• Selected excerpt
•••
Zack Snyder made his feature-film debut with the 2004 zombie redux, Dawn of the Dead. Eighteen years later, and with an entire DC comic-book “verse” behind him, the director returns to the genre with his own creation: the undead-filled, action-heavy heist thriller Army of the Dead. The one-last-mission saga, following a group of ex-zombie fighters fighting through undead-infested Las Vegas to crack a safe with millions in cash, is rowdy, cinematic excess. It’s pure Snyder.
True to form, it’s also just the beginning. As was the case with his Justice League films, Snyder embarked on the journey of Army of the Dead with a larger world and timeline in mind. Some of that story will be told in Army of the Dead: Lost Vegas, an animated prequel coming to Netflix in the not-too-distant future. Based on the film’s final scenes (which Snyder puts right into the main run of the picture, instead of shying away from the notion with an after-credits scene), the movie is poised to spawn a direct sequel, if the numbers make sense. While most filmmakers would be content with two zombie movies in their oeuvre, Snyder tells Polygon he knows exactly what he wants out of an Army of the Dead 2, and hopes he can return to bring that story to life.
“Shay [Hatten, co-writer] and I know exactly what happens next,” he says, “and it’s insane.”
[Ed. note: This story contains spoilers for the ending of Army of the Dead.]
By the end of Army of the Dead, most of the crew, including Dave Bautista’s ringleader Scott Ward, is dead. But thanks to a well-timed push into a casino safe, Scott’s old friend Vanderohe (Omari Hardwick) survives the nuclear blast. But a “nuke the fridge” moment can’t save him from a zombie’s bite. While he heads south of the border aboard a fancy private jet, it’s clear Vanderohe isn’t going to make it, and the world’s brain-eater problem isn’t over. Snyder “absolutely would” want to bring that “what if?” moment to life in a sequel.
“I’d make it in a second. What we have planned is too crazy. Once we knew Vanderohe was bit, and he’s going to Mexico City, I was like, ‘You know what’s gonna happen?’ And then I just went on a tear. And by the time it ended, Shay was like, ‘OK.’”
With a trigger-happy president ready to drop nukes on his problems — and even an appearance by Sean Spicer, former Trump White House Press Secretary — Army of the Dead has some of the blunt social-commentary edge of a classic zombie movie. A sequel that takes the action to Mexico could be equally biting. But throughout his Netflix romp, Snyder, who loves an Easter egg, planted traces of world-building that could pay off in wilder ways.
“How about the robot zombie? Did you catch those?” he says with a sinister chuckle. I did not, in fact, catch the robot zombies.
•••
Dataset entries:
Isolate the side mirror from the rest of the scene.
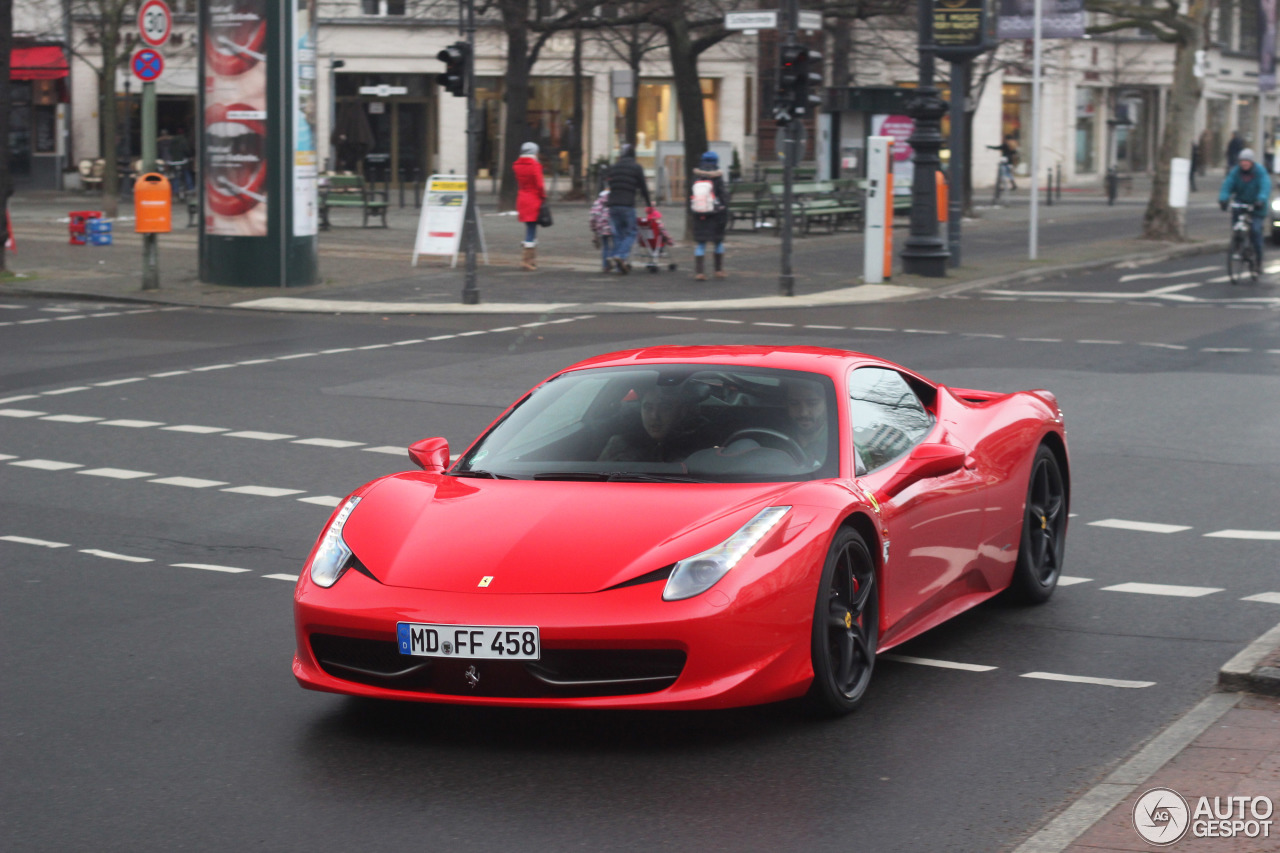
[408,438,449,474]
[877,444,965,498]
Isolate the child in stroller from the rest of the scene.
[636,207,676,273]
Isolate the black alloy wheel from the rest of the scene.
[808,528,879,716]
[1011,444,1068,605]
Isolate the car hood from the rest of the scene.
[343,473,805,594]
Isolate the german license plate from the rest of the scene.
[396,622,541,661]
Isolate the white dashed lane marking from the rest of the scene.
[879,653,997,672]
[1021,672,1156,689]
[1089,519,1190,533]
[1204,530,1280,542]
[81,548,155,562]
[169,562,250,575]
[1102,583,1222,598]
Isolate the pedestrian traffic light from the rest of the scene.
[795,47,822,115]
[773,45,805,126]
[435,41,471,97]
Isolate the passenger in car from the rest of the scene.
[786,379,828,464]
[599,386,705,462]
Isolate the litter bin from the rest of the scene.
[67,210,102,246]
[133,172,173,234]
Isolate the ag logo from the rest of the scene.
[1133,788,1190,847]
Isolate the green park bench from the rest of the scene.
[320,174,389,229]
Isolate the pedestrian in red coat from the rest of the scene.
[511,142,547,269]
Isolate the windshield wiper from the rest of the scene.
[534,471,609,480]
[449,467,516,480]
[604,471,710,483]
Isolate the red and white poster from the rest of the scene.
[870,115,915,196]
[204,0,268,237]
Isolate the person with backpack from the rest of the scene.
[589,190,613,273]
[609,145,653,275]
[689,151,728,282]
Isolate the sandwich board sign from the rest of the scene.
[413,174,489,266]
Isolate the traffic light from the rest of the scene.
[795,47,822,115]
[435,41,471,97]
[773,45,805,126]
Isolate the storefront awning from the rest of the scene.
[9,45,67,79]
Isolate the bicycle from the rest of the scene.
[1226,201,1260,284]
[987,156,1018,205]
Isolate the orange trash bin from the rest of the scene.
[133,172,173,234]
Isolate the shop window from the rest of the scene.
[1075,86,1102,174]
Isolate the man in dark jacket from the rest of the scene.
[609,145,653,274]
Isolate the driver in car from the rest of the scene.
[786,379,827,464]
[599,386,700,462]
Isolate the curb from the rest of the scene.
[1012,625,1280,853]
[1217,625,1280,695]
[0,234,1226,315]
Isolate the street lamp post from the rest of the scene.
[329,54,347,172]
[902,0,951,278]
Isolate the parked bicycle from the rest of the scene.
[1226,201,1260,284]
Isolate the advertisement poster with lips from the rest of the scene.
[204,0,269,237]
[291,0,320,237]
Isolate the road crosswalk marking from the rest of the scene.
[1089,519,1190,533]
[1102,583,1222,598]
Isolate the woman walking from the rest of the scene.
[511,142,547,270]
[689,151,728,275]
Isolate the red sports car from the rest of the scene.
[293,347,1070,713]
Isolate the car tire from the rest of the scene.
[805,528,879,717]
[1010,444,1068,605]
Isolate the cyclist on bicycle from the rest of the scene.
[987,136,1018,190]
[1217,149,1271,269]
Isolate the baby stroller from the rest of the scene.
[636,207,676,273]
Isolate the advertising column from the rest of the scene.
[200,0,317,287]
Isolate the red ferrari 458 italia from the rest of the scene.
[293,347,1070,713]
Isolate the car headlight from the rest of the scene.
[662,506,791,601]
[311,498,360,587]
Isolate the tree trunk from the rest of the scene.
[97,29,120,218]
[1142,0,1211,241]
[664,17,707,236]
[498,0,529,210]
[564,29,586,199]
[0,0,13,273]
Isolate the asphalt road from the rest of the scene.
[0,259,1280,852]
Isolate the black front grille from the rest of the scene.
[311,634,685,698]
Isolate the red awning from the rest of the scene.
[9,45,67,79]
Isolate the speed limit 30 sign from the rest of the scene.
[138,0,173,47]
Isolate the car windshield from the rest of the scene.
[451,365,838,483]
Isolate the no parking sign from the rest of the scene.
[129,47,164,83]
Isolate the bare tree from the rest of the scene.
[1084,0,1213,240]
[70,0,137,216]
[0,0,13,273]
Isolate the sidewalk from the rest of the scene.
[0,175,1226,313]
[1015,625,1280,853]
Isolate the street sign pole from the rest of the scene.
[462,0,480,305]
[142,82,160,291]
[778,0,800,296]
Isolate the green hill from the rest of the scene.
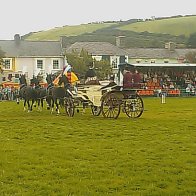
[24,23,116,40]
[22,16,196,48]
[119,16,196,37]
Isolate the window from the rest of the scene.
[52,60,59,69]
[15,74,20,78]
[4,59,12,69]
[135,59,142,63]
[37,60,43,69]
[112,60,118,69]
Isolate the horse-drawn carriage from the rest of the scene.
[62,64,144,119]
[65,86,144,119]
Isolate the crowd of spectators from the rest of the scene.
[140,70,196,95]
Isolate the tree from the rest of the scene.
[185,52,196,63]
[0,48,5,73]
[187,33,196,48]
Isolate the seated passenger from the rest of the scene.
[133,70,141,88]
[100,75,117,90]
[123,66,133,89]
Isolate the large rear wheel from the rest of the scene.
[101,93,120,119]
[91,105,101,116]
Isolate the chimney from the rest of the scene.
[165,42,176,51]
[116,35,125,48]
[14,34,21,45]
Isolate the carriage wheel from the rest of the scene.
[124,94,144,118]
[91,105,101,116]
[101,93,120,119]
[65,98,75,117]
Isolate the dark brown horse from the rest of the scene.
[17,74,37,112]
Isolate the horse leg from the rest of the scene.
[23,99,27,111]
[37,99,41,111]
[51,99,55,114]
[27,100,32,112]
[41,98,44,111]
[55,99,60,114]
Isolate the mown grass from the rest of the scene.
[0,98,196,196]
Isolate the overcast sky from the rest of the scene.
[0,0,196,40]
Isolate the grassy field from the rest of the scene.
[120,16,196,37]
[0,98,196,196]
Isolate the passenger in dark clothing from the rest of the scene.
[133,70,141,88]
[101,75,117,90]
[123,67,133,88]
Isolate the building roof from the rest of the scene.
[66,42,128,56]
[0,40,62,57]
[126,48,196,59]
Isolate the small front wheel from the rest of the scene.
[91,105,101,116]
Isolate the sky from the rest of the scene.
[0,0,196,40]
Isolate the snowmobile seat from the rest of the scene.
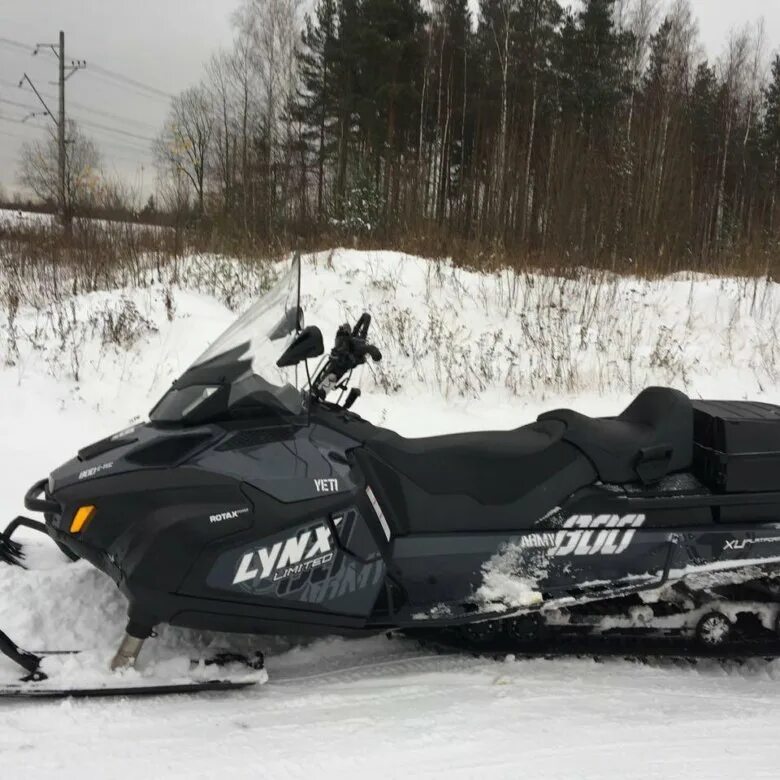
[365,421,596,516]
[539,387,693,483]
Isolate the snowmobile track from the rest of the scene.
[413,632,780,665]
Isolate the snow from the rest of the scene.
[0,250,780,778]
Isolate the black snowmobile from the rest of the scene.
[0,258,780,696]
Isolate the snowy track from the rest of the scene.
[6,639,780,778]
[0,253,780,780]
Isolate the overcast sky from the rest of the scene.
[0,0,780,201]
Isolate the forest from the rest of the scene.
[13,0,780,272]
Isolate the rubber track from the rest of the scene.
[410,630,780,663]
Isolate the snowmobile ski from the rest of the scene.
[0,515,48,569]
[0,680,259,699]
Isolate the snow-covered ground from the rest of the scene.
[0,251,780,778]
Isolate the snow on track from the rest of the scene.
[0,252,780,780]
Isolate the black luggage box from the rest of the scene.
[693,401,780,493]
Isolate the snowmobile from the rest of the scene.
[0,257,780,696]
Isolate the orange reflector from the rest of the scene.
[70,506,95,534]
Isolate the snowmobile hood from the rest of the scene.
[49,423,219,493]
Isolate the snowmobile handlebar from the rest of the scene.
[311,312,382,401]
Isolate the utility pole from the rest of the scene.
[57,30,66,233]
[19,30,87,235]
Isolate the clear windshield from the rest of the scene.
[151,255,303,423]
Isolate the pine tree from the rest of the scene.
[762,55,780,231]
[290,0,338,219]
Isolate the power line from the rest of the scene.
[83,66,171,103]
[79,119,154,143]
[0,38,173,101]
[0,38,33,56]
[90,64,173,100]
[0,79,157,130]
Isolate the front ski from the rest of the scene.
•••
• Questions
(1) From the Army of the Dead article, extract the passage starting at "With a trigger-happy" and ending at "in wilder ways.", copying it word for word.
(2) Please extend the Army of the Dead article, picking up right after its last sentence.
These rows are separate material, apart from the article about Army of the Dead.

• Per-task outputs
(1)
With a trigger-happy president ready to drop nukes on his problems — and even an appearance by Sean Spicer, former Trump White House Press Secretary — Army of the Dead has some of the blunt social-commentary edge of a classic zombie movie. A sequel that takes the action to Mexico could be equally biting. But throughout his Netflix romp, Snyder, who loves an Easter egg, planted traces of world-building that could pay off in wilder ways.

(2)
Snyder’s quick to point out that Zeus, the alpha zombie whose killing spreed kickstarts the Sin-City-wide apocalypse, escapes from a container in the opening sequence that (if you pause and squint at the right moment) is marked with a shipping address to Iran. “Like, is he some sort of covert bioweapon?” the director asks me, a person who did not make the movie.
Halfway through the movie, when the crew finally arrives at their target casino, Vanderohe and some of the crew discover a set of rotting bodies by the vault. The corpses all appear to be dressed exactly like Vanderohe’s group, right down to a specific necklace. In spite of their tight timeline, Vanderohe pauses to drop a theory: maybe the corpses are them from an alternate timeline. The red herring-ish moment never comes up again, but it’s impossible to shake. What was the deal with that?
“I don’t know, what is the deal?” Snyder says, with even more sinister chuckling. “Is Tanaka [the bankroller of the heist operation] Devil or God, and we’re just pawns in some perverse play?”
There could be answers in an Army of the Dead 2, if Netflix greenlights the film and Snyder isn’t busy elsewhere. The director says his long-gestating drama Horse Latitudes (previously known as The Last Photograph) is still on the docket, though COVID suspended his ambitious plans to shoot around the world in places like Bolivia and Iceland. Meanwhile, Snyder says he’s finally wrapped a script he’s been chipping away at for five years, and is “trying to get Netflix to agree to do it.”
Is it sci-fi? Horror? More grounded drama? “It’s a big, giant, crazy movie,” he says. So one thing is clear: Whether he makes the mystery project his next film or he moves on to Army of the Dead 2, viewers should expect pure Snyder out of the deal.